Selected passage -
========================================
The technique has already been used to identify such a domain on the BRD4 protein and inhibitors that bind to this domain had significant antitumor activity in leukemia, Dr. Vakoc reported. A screen targeting 192 chromatin regulatory domains expressed in mouse acute myeloid leukemia cells was subsequently performed and identified 25 domains that impacted survival, 6 that are already being therapeutically targeted, and 19 novel potential targets.
Another development in CRISPR-Cas9 technology creates an inactive version of the Cas9 enzyme, one that has lost the ability to cut DNA. Though it seems counterintuitive, this has opened up a wealth of new possible uses. Jonathan S. Weissman, Ph.D., professor of cellular and molecular pharmacology, University of California, San Francisco, part of the group to develop this ‘dead’ Cas9 (dCas9), published a description of the use of two new tools dubbed CRISPR interference and CRISPR activation (Cell 2013;152[5]:1173-83).
Essentially, by fusing dCas9 with different proteins, such as epigenetic modifiers or transcriptional activators or repressors, it can be used as a delivery system to fine-tune gene expression, instead of editing the gene sequence.
Treating cancer?
========================================
Supplied entries -
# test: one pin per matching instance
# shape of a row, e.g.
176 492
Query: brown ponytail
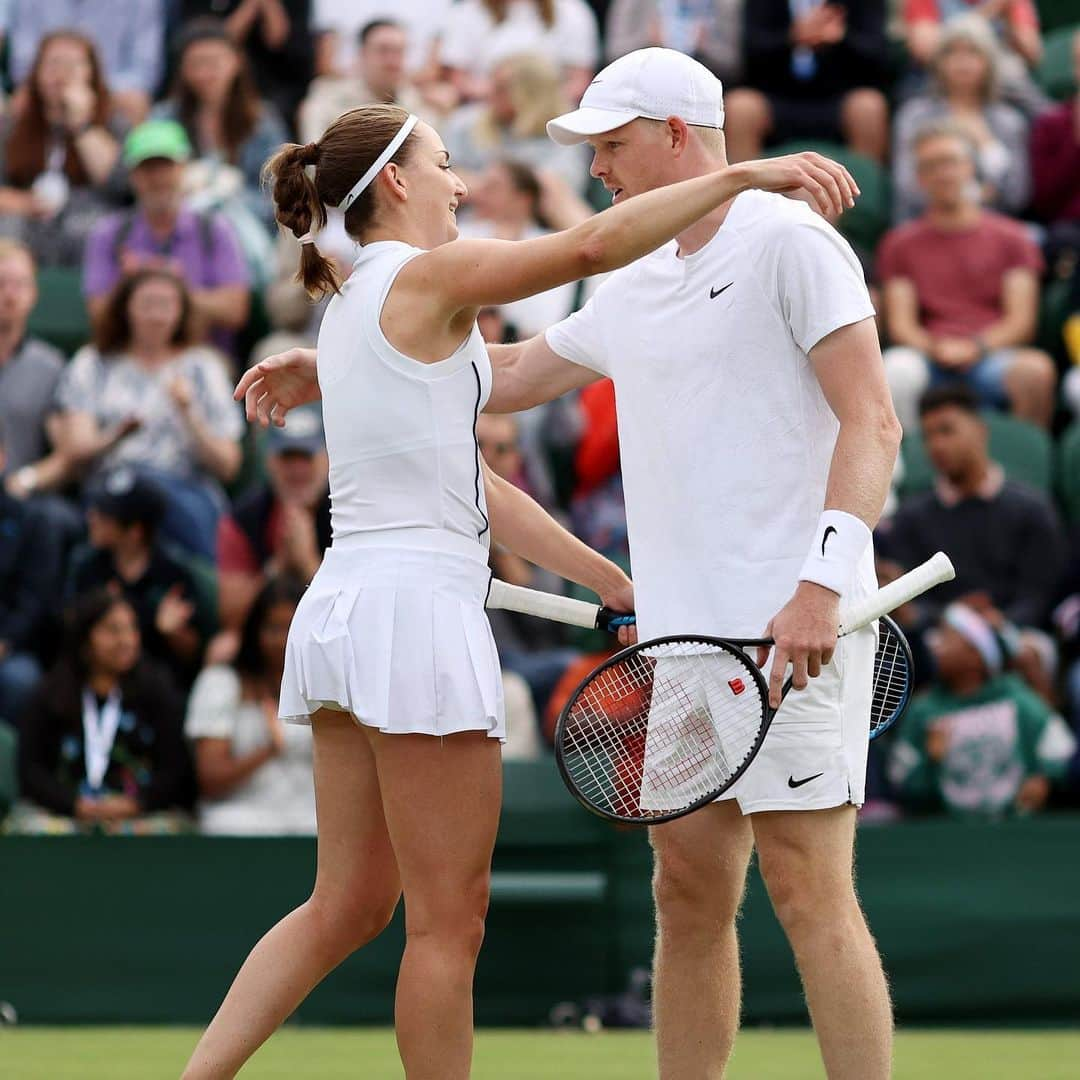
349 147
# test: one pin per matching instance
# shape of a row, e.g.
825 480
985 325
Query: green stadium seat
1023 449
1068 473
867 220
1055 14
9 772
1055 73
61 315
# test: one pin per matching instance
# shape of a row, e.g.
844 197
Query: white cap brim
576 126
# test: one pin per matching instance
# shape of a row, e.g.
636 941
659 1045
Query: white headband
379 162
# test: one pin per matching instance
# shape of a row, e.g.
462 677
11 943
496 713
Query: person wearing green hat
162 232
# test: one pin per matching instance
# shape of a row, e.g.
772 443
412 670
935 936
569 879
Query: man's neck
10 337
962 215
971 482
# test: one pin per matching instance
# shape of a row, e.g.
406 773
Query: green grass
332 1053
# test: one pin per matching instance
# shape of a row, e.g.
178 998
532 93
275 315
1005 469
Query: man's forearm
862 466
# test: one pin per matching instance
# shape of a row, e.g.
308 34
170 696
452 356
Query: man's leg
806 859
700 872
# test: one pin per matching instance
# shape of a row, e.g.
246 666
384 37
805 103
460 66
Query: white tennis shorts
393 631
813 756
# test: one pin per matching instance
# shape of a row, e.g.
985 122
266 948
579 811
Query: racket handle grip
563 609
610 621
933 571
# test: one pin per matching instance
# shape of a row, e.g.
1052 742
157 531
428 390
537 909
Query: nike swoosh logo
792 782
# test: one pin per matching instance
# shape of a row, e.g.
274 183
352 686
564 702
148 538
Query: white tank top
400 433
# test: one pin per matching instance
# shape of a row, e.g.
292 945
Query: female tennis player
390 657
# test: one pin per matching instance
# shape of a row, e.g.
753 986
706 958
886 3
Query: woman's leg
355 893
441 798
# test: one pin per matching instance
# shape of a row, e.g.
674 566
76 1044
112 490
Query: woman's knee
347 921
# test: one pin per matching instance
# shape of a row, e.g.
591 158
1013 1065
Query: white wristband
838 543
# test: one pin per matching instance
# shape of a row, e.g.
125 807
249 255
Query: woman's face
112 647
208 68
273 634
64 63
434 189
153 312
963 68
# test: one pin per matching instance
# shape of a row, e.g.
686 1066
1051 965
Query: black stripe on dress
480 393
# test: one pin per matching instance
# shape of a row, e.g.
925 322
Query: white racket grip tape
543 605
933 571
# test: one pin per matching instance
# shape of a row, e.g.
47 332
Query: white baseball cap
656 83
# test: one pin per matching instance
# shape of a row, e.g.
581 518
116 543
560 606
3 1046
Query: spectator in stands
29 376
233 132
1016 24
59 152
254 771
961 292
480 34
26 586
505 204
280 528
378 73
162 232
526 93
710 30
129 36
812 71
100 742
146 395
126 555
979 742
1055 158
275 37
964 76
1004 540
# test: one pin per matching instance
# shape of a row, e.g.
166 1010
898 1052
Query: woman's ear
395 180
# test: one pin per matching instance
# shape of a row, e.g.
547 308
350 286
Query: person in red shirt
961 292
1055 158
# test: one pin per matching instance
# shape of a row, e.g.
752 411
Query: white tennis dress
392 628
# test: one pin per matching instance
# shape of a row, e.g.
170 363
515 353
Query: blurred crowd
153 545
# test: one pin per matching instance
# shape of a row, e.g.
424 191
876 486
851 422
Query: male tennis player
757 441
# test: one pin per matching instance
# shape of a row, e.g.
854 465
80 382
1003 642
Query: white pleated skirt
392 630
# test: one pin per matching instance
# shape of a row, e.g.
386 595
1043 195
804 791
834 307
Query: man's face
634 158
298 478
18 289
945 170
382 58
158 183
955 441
========================================
Work instruction 1 -
Answer these about the CRISPR passage:
(a) How many chromatin regulatory domains did the screen in mouse acute myeloid leukemia cells target?
(b) What ability has the inactive version of the Cas9 enzyme lost?
(c) What two tools did Jonathan S. Weissman's publication describe?
Work instruction 2 - Write the next part of the CRISPR passage, picking up after its final line.

Reply 1 -
(a) 192
(b) The ability to cut DNA
(c) CRISPR interference and CRISPR activation

Reply 2 -
Ultimately, CRISPR-Cas9 could be used to treat cancers by cutting out defective genes and replacing them with a wild-type version, or by repairing mutations, though for the time being this is theoretical. Studies have suggested it is possible with other types of diseases, however.
“It is not clear exactly how the CRISPR system would be used to directly treat cancer, but the discoveries that come from its use will likely lead to new ways to treat cancer,” said Dr Armstrong.
Dr Jacks highlighted the technical challenges that will need to be overcome first. “In principle, CRISPR-based genome editing could be used to correct cancer-causing mutations in tumors in vivo or to inactivate activated cancer genes,” he said. “At this point, however, we lack the technology necessary to deliver the CRISPR system to all cancer cells in the body. Improvements in this so-called ‘delivery problem’ may allow CRISPR to become a powerful anticancer therapy strategy.”